======== Reading passage

Happening Now

Rail Coalition to US Senate on FY24 THUD Bill

July 18, 2023

The Honorable Patty Murray


Senate Committee on Appropriations

S-128, The Capitol

Washington, D.C. 20510


The Honorable Brian Schatz


Senate Appropriations Subcommittee on Transportation, Housing, and Urban Development, and Related Agencies

S-128, The Capitol

Washington, DC 20510

The Honorable Susan Collins

Vice Chair

Senate Committee on Appropriations

413 Dirksen Senate Office Building

Washington, DC 20510


The Honorable Cindy Hyde-Smith

Ranking Member

Senate Appropriations Subcommittee on Transportation, Housing, and Urban Development, and Related Agencies

702 Hart Senate Office Building

Washington, DC 20510


Dear Chair Murray, Vice Chair Collins, Chair Schatz, and Ranking Member Hyde-Smith:

We are writing to you on behalf of America’s passengers, transportation workers, and rail industry to ask you to support a growth-oriented vision for rail and transit in the Senate Appropriations Subcommittee on Transportation, Housing and Urban Development and Related Agencies’ Fiscal Year 2024 bill.

================

Challenge A: Please decide whether each statement agrees with the rail coalition letter, answering yes or no and quoting the deciding words: (i) The letter is dated July 18, 2023. (ii) Susan Collins is addressed as Ranking Member. (iii) The letter concerns the Fiscal Year 2024 bill.
Challenge B:
Answer these questions from the rail coalition letter:
(i) What room in the Capitol is listed for Patty Murray?
(ii) What building address is given for Cindy Hyde-Smith?
(iii) On whose behalf do the writers say they are writing?
Challenge C: Write out the part of the rail coalition letter starting at "The Honorable Cindy" and ending at "Year 2024 bill.".

======== Supplied data

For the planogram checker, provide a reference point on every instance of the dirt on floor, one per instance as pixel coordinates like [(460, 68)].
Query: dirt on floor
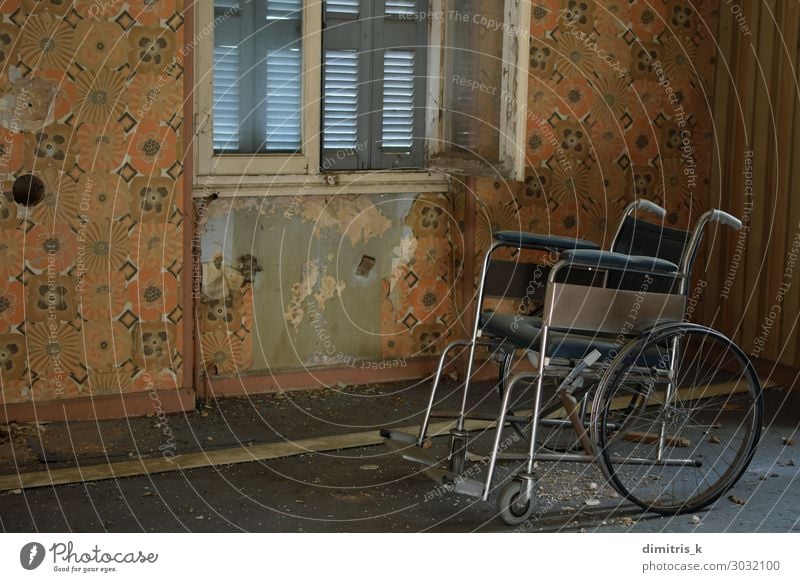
[(357, 489)]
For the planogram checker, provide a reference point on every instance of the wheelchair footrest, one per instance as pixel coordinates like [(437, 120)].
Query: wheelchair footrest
[(405, 445)]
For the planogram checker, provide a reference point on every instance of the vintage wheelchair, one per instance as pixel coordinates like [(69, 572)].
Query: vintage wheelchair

================

Full output A:
(i) Yes: "July 18, 2023"
(ii) No: "Vice Chair"
(iii) Yes: "Fiscal Year 2024 bill"

Full output B:
(i) S-128
(ii) 702 Hart Senate Office Building
(iii) America's passengers, transportation workers, and rail industry

Full output C:
The Honorable Cindy Hyde-Smith

Ranking Member

Senate Appropriations Subcommittee on Transportation, Housing, and Urban Development, and Related Agencies

702 Hart Senate Office Building

Washington, DC 20510


Dear Chair Murray, Vice Chair Collins, Chair Schatz, and Ranking Member Hyde-Smith:

We are writing to you on behalf of America’s passengers, transportation workers, and rail industry to ask you to support a growth-oriented vision for rail and transit in the Senate Appropriations Subcommittee on Transportation, Housing and Urban Development and Related Agencies’ Fiscal Year 2024 bill.